* _Task directions_:
Reproduce the records without their pictures, keeping every word as it is.

* _Dataset excerpts_:
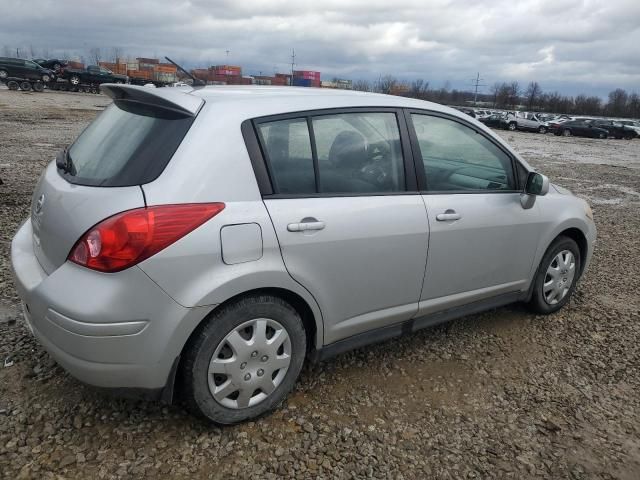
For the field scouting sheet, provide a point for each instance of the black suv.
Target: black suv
(18, 67)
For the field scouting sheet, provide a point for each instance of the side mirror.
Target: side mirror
(537, 184)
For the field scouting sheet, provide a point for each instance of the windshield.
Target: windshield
(127, 144)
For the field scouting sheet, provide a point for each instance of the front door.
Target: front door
(482, 241)
(349, 230)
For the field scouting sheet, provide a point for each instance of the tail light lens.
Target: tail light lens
(130, 237)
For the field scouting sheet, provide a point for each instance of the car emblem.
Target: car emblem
(39, 205)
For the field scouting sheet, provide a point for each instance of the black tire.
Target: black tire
(202, 345)
(538, 303)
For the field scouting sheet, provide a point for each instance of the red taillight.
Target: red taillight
(130, 237)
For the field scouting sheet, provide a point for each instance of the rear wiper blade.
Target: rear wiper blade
(64, 162)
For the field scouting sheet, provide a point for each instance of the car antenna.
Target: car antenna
(196, 81)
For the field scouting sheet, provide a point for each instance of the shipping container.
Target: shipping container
(301, 82)
(306, 74)
(151, 61)
(146, 74)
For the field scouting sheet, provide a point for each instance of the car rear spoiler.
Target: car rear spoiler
(169, 98)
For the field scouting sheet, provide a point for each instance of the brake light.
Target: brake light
(130, 237)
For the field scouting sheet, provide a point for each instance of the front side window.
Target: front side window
(355, 153)
(456, 158)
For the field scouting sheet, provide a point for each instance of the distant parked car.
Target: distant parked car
(92, 74)
(526, 121)
(468, 111)
(635, 126)
(580, 128)
(54, 64)
(493, 120)
(615, 129)
(18, 67)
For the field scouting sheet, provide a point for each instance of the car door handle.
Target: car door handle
(448, 215)
(305, 226)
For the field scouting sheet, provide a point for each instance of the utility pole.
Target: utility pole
(293, 62)
(476, 83)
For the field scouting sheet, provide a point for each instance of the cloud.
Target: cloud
(571, 45)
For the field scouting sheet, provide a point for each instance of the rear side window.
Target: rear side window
(343, 153)
(456, 158)
(288, 147)
(127, 144)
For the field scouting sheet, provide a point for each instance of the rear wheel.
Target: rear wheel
(557, 276)
(244, 360)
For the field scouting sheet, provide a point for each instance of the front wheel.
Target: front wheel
(557, 276)
(244, 360)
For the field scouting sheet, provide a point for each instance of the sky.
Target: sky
(573, 46)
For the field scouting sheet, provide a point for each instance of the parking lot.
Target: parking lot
(504, 394)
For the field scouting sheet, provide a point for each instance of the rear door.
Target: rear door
(482, 242)
(352, 227)
(128, 144)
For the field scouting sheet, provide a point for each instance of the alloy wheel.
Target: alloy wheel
(559, 277)
(249, 363)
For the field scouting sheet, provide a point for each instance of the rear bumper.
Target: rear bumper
(109, 330)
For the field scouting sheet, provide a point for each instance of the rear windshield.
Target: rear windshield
(128, 144)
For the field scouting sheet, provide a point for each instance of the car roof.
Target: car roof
(270, 100)
(252, 101)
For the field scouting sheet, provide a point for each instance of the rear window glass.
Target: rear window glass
(127, 144)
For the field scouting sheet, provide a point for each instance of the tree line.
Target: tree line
(511, 96)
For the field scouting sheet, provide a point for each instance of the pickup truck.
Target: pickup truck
(93, 74)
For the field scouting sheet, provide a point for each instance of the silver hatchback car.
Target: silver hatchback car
(206, 242)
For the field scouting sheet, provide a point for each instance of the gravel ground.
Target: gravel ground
(504, 394)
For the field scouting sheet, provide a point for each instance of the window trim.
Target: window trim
(419, 165)
(264, 177)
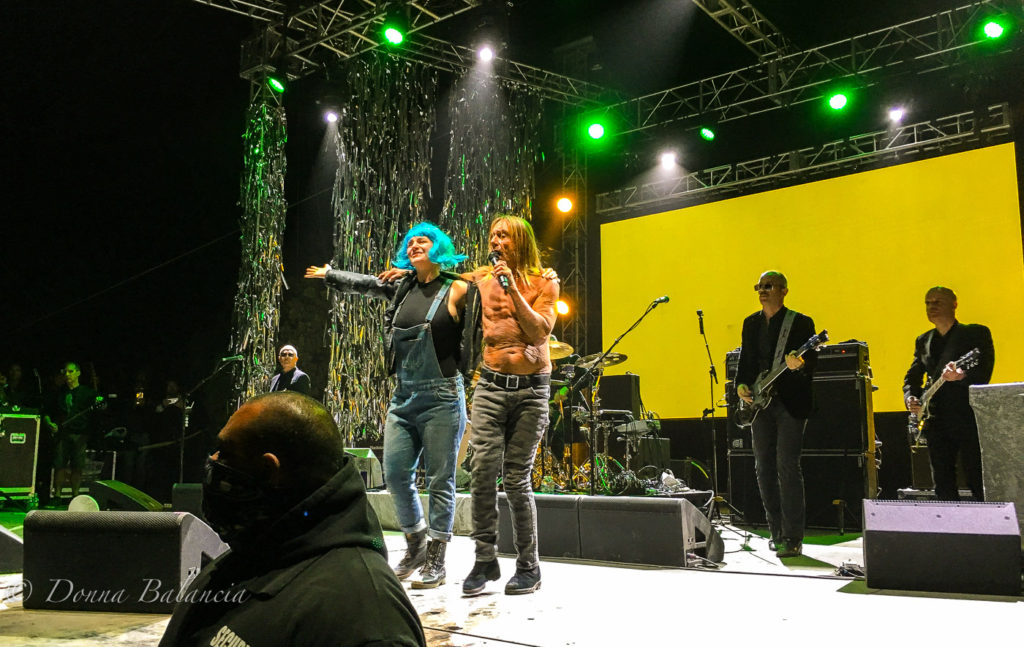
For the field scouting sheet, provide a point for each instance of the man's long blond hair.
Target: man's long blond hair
(525, 257)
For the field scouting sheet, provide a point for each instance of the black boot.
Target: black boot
(432, 573)
(416, 554)
(477, 578)
(523, 581)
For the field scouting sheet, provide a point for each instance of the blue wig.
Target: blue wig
(441, 252)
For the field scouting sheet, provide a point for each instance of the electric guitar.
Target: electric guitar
(915, 423)
(764, 386)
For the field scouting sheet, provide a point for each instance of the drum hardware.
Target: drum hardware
(601, 360)
(557, 349)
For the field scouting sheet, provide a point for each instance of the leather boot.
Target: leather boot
(432, 573)
(416, 554)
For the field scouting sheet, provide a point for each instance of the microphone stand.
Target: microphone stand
(588, 372)
(185, 406)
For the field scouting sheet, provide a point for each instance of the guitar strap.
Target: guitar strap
(783, 337)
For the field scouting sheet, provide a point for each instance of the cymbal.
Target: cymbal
(609, 360)
(558, 350)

* _Result for this task_:
For the field scouting sheet, provide a point for each instance of the black suv.
Target: black suv
(18, 67)
For the field scouting sheet, provide a point for each instance of the side mirror.
Target: side mirror
(537, 184)
For the field scouting sheet, provide a point for each instance of the windshield.
Target: windshield
(127, 144)
For the field scouting sheet, provide a point for each instance of the front door.
Target: front door
(482, 241)
(349, 230)
For the field scouting sheet, provide a point for each instance of the tail light lens.
Target: tail light lens
(130, 237)
For the field scouting sheet, provide a point for each instance of the car emblem.
Target: car emblem
(39, 205)
For the field scouting sheet, provide a point for each instance of the black tire.
Target: black tire
(202, 345)
(538, 303)
For the field scouting sheet, provide a point for each instance of the red taillight.
Target: red taillight
(130, 237)
For the field scouting sheet, provide a point for each instance of the rear wiper blade.
Target: rear wiper blade
(64, 162)
For the field scouting sheet, provide a point for each instance of the car antenna.
Target: car antenna
(196, 81)
For the field scouting sheet, provide a point for each instance of the shipping container.
Target: shipping container
(301, 82)
(306, 74)
(151, 61)
(146, 74)
For the field scouting sheet, provide a point for each instance of the car rear spoiler.
Target: car rear spoiler
(169, 98)
For the field scouting sheet, provide a point for each instance of the brake light.
Target: brake light
(130, 237)
For the field scouting sheet, provide a point for each instance of the front side window.
Target: front side window
(355, 153)
(456, 158)
For the field scouting sheet, provide a point for each instance of the distant parked car.
Target: distant parked car
(92, 74)
(526, 121)
(468, 111)
(635, 126)
(580, 128)
(54, 64)
(493, 120)
(615, 129)
(18, 67)
For the field scouting sheet, provide a point for each instance of the car door handle.
Target: car door handle
(448, 215)
(305, 226)
For the field scouting sheet, provide a point for each instance of the utility pole.
Target: utility pole
(293, 62)
(476, 83)
For the field scouting sheet, provide a point for each instance of the cloud.
Target: cloud
(571, 45)
For the field scouting sheet, provide a point for each instance of the rear side window.
Target: rear side window
(343, 153)
(456, 158)
(288, 147)
(127, 144)
For the field scouting sheet, provide a point for each instance of the rear wheel.
Target: rear wheel
(557, 276)
(244, 360)
For the field scouting sheet, provide a point for each instance of the front wheel.
Target: front wheel
(557, 276)
(244, 360)
For the field scouting sheet, provide a point for each instance of the sky.
Target: sky
(573, 46)
For the field scouting sheet, provide a point for each instance of the parking lot.
Target: parking lot
(504, 394)
For the field scouting sheet, provide a point for each instance of the rear door.
Target: rear door
(482, 242)
(352, 227)
(128, 144)
For the field scouting sheet, provide a point for each instance of the alloy wheel.
Target: alloy wheel
(559, 277)
(249, 363)
For the field scouting sheet, provide a point for each instance of the rear bumper.
Target: rear bumper
(109, 330)
For the field scouting sheet, provide a point for each instance of the rear windshield.
Target: rear windshield
(128, 144)
For the field scouting sheet, provide a point for each instance of the car roof.
Target: car roof
(270, 100)
(252, 101)
For the field scouting sheet, provide a point for each instance of the rear window glass.
Target: rear window glass
(127, 144)
For the field scouting sheet, provide a point for each instance of the tree line.
Target: tree line
(511, 96)
For the field scouting sheet, provide a point for each instance of the pickup truck.
Target: pickup truck
(93, 74)
For the field scouting sheet, provide a point for each instance of the silver hatchback car.
Target: silver hatchback car
(206, 242)
For the field scouting sheet, provide a point for each instance of the gravel ground.
Target: gravel ground
(504, 394)
For the field scouting sheet, provide a point for each instance of the window trim.
Target: window trim
(419, 165)
(264, 177)
For the field scouting sheet, provide a point for each instance of the man's long blond hair.
Target: man's long blond hair
(525, 257)
For the field scouting sheet, provide a point for each instance of the black boot.
Target: black boot
(432, 573)
(416, 554)
(477, 578)
(523, 581)
For the field scouting sheet, provide a point for each instance of the blue wig.
Target: blue wig
(441, 252)
For the field scouting sheet, provide a point for each instance of the electric guitar.
Target: electric guitar
(915, 423)
(764, 386)
For the field scouting sheet, provide a point for each instance of the drum hardware.
Target: drum hardware
(601, 360)
(557, 349)
For the field scouting sheet, provide a point for each instance of the leather boot.
Target: leather boot
(432, 573)
(416, 554)
For the field scouting sheet, provide a point for each instance of the microphone stand.
Target: microphone stand
(588, 372)
(185, 406)
For the field scouting sheet, provide a point for each instance of the guitar strap.
Target: guitar strap
(783, 337)
For the field scouting sheet, provide a point for each instance of the cymbal.
Target: cymbal
(609, 360)
(558, 350)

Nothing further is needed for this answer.